* _What you are asked to do_:
Lay out the lines of the records below as a numbered list, covering only the stretch from the line that contains "Can you find the snow-capped" through the line that contains "<point>224,570</point>", both included, and leave out any blank lines.

>> BEGIN Records for this task

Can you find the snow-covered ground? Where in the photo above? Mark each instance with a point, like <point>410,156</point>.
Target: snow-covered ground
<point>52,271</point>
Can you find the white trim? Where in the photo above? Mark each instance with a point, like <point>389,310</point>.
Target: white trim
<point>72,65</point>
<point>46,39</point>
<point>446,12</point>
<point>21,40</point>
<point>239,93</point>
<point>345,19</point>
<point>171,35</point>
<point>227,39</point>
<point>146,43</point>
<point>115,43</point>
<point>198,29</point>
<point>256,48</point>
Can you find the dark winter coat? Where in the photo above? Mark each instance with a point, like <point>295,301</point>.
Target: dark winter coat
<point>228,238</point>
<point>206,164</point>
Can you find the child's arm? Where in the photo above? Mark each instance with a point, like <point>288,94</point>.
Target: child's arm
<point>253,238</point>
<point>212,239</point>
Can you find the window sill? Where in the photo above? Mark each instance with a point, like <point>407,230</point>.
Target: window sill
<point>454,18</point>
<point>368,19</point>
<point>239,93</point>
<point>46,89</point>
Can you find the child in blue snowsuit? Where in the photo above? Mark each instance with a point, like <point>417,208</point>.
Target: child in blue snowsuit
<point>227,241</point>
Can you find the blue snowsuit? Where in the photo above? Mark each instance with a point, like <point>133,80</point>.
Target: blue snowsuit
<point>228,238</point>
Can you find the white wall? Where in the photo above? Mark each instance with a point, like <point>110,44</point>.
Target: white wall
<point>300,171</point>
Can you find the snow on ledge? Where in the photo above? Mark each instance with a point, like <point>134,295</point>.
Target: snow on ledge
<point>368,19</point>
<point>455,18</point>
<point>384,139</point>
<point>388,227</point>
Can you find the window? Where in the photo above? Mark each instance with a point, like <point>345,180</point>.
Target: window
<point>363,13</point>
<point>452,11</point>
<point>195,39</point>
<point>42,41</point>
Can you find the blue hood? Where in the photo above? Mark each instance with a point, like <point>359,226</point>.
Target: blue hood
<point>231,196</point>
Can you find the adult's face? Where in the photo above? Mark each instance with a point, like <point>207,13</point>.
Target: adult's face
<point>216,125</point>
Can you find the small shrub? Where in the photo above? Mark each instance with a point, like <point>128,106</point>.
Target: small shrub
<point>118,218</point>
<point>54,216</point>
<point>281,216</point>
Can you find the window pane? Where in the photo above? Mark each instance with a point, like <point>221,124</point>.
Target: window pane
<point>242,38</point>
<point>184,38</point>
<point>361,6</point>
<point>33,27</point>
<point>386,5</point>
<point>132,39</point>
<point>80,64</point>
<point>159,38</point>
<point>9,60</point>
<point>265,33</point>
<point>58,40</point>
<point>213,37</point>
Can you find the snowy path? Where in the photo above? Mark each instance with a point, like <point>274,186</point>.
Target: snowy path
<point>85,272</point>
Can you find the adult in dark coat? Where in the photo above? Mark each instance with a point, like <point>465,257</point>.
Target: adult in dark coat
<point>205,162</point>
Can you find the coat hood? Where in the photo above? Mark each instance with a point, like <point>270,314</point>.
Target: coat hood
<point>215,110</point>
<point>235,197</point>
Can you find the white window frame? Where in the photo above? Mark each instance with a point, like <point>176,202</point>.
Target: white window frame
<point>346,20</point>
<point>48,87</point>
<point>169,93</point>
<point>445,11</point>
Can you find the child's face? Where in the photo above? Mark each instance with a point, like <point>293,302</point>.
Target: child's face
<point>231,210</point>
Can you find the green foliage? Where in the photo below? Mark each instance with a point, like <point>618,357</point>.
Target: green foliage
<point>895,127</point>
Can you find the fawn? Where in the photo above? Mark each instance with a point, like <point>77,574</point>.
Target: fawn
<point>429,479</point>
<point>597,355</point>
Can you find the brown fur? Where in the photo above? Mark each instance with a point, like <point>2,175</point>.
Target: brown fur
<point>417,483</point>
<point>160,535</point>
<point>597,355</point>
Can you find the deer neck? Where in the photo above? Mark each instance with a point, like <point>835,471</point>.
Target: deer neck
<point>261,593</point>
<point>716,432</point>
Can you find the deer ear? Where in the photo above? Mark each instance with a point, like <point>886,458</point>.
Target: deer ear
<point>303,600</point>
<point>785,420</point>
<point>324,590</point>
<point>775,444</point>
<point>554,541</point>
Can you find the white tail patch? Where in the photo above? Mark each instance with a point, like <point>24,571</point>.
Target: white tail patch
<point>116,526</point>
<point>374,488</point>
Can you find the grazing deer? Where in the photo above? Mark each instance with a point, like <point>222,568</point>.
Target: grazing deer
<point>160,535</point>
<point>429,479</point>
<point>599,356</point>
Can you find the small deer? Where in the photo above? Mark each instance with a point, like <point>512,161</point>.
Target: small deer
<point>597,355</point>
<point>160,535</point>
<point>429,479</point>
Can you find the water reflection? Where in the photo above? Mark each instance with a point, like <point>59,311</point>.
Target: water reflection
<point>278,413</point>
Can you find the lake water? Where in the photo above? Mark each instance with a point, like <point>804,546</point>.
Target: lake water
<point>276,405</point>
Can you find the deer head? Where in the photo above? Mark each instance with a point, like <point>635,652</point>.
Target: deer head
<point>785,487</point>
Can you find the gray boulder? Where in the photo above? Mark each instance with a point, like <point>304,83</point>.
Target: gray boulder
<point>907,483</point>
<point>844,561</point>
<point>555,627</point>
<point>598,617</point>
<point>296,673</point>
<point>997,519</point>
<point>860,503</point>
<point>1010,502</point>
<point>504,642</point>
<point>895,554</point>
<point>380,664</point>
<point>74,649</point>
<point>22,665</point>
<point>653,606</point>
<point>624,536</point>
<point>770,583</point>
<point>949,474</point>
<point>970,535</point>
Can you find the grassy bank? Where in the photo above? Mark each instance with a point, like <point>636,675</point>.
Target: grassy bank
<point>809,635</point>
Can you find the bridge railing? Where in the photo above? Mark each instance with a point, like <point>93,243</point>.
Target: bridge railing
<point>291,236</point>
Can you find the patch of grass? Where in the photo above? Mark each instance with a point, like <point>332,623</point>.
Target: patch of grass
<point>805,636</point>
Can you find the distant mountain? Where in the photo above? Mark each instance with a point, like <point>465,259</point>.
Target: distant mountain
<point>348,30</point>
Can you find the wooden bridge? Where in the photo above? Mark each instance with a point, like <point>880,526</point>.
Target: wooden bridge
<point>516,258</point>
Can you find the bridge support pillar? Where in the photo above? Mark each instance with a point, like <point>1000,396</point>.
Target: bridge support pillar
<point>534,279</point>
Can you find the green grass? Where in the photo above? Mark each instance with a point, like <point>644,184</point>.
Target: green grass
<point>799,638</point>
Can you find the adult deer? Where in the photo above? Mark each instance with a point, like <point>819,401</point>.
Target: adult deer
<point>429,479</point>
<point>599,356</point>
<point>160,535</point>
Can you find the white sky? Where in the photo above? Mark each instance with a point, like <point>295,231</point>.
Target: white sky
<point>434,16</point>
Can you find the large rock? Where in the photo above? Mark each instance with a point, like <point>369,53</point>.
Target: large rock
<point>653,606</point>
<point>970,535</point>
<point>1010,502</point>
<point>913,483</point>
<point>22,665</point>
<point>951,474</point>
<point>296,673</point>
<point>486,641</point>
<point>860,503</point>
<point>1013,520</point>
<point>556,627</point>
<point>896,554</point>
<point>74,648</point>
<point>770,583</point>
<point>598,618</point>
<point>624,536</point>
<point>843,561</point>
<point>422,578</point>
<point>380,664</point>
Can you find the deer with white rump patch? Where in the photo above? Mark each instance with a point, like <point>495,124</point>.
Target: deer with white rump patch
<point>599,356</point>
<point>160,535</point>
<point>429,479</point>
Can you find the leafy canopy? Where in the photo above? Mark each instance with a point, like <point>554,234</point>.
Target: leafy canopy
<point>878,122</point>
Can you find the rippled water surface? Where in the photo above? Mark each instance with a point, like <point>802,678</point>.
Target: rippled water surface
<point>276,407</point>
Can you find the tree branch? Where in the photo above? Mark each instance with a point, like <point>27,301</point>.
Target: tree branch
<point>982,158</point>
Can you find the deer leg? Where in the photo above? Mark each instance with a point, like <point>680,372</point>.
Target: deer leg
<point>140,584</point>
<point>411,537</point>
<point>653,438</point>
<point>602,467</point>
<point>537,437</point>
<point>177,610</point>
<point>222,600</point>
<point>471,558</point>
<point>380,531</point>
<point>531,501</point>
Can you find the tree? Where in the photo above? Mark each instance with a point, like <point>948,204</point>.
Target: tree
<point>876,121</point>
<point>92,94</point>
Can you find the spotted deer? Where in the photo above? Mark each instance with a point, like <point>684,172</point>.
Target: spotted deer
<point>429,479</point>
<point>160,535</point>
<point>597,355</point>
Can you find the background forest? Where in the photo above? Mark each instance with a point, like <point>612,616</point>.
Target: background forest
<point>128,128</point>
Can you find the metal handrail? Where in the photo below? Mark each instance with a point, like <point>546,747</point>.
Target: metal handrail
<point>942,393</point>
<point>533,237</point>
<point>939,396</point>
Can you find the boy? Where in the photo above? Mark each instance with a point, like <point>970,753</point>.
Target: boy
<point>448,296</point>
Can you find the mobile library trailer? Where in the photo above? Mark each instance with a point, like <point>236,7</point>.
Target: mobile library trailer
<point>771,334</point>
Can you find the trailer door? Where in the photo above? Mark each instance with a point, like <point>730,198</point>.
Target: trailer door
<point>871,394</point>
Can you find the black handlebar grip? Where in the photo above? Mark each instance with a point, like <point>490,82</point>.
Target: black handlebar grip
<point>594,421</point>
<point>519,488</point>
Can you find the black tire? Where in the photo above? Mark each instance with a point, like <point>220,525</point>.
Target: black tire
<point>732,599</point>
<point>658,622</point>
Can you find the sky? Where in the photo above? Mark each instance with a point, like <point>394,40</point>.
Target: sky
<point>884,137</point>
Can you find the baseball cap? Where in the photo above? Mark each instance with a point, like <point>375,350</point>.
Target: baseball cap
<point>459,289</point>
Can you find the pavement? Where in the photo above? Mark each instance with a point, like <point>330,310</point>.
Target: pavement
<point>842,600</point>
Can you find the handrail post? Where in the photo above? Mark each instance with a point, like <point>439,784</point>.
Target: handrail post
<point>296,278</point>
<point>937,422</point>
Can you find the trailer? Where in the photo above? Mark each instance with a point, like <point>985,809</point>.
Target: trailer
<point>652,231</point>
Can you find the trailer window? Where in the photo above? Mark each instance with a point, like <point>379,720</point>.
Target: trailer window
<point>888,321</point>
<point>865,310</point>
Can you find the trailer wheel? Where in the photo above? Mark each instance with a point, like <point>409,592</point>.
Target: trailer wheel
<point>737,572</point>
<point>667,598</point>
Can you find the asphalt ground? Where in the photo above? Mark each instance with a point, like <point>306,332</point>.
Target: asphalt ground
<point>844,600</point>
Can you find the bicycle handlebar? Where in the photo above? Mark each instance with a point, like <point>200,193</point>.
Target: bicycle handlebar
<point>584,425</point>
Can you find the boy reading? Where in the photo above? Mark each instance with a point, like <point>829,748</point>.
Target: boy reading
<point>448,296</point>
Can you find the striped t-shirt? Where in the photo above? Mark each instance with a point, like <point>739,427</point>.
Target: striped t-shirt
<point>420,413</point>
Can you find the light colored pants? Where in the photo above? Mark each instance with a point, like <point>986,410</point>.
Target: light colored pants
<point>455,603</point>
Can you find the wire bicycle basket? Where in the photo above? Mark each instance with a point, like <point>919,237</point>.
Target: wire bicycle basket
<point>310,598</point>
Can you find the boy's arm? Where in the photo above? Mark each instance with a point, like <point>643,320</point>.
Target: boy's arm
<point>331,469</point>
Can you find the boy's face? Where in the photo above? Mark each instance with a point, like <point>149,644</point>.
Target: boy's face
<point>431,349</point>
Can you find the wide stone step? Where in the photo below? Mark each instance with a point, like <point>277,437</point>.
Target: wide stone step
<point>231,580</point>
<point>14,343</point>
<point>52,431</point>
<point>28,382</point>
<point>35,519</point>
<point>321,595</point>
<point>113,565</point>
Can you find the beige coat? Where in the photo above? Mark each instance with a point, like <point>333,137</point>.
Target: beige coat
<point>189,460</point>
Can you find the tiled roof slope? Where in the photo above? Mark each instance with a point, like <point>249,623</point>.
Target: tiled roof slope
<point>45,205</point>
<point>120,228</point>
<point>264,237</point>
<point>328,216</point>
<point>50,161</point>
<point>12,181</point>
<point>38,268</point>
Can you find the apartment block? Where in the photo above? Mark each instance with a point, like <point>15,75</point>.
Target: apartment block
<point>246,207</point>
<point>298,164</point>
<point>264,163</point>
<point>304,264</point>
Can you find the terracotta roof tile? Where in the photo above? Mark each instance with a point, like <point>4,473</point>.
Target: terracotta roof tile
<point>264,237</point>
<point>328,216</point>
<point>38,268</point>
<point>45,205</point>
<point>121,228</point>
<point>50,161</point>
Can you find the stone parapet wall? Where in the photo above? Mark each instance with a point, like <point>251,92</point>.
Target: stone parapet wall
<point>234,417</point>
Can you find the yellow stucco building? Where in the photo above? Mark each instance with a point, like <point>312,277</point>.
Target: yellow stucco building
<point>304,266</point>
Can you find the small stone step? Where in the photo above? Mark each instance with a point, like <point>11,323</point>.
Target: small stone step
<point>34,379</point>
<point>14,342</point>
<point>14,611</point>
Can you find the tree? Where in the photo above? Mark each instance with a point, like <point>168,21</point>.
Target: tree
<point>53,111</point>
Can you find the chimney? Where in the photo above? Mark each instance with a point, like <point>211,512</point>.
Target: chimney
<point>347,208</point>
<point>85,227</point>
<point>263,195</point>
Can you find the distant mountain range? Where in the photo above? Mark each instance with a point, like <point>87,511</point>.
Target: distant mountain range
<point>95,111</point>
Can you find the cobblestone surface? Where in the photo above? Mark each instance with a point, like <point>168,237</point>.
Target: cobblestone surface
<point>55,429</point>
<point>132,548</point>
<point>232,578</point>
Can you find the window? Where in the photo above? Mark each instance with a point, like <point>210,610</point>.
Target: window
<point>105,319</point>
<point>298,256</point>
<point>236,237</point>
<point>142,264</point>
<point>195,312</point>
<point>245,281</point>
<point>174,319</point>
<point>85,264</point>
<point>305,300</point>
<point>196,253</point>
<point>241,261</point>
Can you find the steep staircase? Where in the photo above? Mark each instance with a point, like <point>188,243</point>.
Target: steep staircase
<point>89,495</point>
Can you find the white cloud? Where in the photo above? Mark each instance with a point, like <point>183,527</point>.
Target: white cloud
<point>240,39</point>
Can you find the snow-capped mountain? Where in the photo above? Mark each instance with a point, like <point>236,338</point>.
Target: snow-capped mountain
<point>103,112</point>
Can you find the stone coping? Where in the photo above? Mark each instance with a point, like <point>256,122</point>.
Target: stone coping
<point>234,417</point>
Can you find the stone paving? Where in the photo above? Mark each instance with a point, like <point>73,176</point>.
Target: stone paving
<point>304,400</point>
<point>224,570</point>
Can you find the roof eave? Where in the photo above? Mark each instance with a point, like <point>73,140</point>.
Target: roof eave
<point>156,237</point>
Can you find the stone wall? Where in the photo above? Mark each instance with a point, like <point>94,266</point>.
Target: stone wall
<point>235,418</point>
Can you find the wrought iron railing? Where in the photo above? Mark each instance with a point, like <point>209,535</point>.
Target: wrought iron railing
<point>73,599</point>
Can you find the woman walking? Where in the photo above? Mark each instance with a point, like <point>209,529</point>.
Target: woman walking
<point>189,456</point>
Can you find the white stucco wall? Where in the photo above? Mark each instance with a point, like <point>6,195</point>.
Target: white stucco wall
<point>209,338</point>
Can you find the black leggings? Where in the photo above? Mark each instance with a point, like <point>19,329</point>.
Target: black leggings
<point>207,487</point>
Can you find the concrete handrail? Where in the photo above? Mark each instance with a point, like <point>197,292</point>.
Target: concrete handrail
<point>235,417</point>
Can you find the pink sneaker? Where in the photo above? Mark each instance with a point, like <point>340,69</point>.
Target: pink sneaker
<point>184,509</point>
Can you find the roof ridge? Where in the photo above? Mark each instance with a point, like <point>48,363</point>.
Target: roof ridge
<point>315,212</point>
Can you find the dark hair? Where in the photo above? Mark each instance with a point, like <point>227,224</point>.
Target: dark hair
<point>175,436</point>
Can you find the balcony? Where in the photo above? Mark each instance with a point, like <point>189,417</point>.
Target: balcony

>> END Records for this task

* _Completed exercise_:
1. Can you find the snow-capped mountain? Where in the photo above? Mark each instance with a point, like <point>236,338</point>.
2. Target: snow-capped mountain
3. <point>103,112</point>
4. Can you find the stone coping? Where in the photo above? Mark each instance with a point, like <point>256,122</point>.
5. Target: stone coping
6. <point>234,417</point>
7. Can you find the stone paving? Where in the photo above? Mark each instance with a point, like <point>73,176</point>.
8. Target: stone paving
9. <point>304,400</point>
10. <point>224,570</point>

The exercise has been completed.